§ Description of the task
Please tell how many of the lines below contain "segment", using only a number.
=== Section Start ===
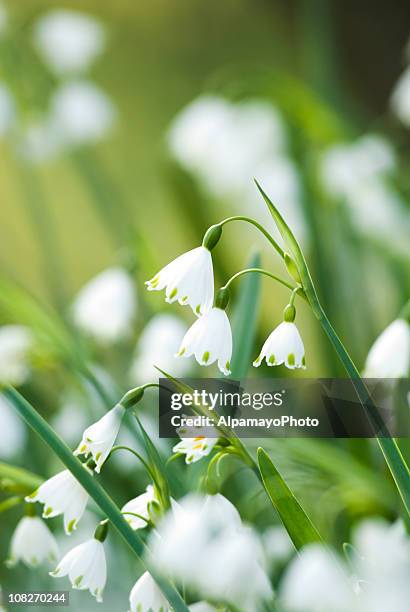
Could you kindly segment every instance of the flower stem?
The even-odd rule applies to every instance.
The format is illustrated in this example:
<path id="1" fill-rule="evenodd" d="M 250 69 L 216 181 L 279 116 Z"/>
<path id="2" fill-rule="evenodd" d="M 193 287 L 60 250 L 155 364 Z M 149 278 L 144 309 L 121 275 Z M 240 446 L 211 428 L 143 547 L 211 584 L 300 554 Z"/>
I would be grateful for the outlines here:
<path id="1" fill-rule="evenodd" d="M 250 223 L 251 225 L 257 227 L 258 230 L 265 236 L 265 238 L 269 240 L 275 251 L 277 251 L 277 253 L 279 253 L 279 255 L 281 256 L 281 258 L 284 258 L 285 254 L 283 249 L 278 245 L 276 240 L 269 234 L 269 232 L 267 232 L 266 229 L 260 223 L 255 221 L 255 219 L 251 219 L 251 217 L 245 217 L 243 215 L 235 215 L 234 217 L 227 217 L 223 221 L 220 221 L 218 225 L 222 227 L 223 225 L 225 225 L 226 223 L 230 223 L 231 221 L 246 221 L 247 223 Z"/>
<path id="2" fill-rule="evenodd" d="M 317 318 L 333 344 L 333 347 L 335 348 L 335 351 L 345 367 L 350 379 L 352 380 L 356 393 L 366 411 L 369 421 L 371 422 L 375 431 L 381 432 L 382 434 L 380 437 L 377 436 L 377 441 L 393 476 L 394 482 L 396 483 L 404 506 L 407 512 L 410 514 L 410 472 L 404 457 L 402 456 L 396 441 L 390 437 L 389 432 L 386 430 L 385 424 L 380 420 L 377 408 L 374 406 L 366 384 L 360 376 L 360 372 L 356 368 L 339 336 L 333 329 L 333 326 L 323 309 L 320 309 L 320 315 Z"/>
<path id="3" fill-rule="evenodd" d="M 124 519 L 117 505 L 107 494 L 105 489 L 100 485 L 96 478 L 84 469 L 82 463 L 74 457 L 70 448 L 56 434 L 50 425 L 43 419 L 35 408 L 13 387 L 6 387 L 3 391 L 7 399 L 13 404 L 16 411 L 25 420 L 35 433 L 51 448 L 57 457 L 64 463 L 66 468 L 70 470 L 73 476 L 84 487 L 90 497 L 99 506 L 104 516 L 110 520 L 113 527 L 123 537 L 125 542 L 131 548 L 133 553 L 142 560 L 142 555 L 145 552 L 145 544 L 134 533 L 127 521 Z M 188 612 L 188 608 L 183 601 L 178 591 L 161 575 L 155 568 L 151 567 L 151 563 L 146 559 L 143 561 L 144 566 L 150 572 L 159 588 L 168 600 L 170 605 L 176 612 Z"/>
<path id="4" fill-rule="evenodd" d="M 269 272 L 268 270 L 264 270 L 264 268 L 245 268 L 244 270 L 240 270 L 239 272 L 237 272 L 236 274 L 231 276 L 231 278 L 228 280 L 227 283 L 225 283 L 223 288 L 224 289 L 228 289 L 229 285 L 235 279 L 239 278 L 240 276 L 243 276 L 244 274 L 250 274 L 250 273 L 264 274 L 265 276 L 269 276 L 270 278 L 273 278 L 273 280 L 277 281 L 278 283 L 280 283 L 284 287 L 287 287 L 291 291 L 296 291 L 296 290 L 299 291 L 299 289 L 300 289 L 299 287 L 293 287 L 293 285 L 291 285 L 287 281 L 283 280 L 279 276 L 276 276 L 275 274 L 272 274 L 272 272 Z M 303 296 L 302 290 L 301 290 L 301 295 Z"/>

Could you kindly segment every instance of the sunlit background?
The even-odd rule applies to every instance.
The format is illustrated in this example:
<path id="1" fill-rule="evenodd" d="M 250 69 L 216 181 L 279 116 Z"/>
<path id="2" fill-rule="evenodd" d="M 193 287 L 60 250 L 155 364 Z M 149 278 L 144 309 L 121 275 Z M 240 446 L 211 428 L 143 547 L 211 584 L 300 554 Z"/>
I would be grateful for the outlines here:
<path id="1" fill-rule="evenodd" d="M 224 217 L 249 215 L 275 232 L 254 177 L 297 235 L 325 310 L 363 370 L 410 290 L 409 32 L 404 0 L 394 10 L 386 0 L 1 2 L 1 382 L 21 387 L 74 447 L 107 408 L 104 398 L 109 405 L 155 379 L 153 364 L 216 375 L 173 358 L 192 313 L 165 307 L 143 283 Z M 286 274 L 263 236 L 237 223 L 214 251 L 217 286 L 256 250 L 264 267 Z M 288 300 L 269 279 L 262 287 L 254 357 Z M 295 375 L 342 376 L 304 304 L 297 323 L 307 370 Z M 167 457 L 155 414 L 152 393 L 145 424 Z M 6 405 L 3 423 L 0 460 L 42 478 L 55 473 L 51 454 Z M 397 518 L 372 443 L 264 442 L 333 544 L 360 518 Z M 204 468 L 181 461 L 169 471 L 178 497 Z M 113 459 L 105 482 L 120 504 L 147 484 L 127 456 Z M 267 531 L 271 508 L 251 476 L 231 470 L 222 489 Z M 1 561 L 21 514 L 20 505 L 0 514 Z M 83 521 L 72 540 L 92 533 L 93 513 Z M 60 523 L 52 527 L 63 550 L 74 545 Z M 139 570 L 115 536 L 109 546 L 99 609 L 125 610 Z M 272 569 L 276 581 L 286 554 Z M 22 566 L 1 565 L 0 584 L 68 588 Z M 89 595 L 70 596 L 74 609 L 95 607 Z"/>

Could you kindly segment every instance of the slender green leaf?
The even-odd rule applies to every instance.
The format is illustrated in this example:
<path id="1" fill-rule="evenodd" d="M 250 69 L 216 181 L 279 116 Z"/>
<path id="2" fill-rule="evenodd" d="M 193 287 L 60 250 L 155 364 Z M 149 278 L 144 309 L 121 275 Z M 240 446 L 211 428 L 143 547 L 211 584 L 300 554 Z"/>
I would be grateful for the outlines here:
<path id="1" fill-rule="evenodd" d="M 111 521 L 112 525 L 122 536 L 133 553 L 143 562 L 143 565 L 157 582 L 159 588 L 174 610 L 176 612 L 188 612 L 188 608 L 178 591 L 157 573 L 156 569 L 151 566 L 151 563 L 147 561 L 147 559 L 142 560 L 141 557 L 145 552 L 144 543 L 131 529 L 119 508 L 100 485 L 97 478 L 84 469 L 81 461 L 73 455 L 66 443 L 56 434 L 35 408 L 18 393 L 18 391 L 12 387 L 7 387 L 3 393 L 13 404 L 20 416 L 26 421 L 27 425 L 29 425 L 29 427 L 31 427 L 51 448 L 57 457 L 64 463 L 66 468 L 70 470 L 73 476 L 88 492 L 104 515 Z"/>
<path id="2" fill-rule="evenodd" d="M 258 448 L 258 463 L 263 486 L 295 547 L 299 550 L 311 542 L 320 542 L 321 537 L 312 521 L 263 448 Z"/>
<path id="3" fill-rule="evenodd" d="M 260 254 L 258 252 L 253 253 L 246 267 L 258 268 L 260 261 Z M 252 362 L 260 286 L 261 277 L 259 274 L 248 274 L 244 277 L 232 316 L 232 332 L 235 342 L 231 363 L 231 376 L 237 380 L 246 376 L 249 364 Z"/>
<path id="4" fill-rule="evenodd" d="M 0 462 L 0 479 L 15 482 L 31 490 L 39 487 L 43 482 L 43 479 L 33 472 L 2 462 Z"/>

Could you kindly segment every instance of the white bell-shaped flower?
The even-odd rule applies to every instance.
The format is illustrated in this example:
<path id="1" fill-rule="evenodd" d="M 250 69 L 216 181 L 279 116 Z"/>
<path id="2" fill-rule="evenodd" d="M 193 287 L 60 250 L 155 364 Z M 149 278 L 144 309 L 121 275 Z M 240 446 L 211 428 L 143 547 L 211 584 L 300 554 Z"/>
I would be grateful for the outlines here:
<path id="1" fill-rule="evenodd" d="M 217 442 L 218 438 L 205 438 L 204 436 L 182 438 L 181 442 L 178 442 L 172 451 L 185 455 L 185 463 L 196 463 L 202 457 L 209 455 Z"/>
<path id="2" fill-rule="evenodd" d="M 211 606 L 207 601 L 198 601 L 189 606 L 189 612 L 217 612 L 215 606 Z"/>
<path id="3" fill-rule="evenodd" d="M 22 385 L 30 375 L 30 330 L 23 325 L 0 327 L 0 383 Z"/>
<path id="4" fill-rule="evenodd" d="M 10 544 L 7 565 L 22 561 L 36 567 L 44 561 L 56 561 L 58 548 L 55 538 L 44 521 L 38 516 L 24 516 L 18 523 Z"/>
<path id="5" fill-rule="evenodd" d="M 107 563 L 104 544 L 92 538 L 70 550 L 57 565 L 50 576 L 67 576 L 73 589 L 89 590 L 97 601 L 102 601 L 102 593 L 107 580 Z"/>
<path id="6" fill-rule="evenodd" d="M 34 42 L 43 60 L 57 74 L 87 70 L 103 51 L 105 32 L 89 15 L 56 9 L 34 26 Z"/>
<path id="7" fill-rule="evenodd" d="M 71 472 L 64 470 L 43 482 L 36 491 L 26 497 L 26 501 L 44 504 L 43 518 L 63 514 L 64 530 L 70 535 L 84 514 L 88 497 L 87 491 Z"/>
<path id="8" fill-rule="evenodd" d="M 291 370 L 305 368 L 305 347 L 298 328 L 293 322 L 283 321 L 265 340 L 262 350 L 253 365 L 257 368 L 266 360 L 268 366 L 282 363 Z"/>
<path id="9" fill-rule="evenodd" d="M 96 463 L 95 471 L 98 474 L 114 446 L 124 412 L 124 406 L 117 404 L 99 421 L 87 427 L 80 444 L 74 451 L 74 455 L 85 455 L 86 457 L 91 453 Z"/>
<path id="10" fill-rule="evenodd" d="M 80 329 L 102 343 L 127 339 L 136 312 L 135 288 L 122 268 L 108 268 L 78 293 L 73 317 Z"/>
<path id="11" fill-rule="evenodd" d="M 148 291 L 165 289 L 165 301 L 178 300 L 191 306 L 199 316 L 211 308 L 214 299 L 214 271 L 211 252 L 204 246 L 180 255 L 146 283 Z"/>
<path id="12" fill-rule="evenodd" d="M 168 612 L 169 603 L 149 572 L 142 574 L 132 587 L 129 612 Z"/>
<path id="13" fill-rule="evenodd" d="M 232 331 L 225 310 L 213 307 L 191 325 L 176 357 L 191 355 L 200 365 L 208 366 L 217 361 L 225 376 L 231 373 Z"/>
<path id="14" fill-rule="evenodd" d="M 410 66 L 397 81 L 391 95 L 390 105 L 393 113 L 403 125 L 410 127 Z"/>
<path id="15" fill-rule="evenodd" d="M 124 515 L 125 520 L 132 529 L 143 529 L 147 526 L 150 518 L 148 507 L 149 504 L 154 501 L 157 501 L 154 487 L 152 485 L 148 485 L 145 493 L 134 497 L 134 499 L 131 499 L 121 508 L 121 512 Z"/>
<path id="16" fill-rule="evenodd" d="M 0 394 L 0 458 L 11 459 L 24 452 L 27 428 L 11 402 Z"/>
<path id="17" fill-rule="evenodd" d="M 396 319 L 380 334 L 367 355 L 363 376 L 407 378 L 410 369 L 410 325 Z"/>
=== Section End ===
§ Written answer
4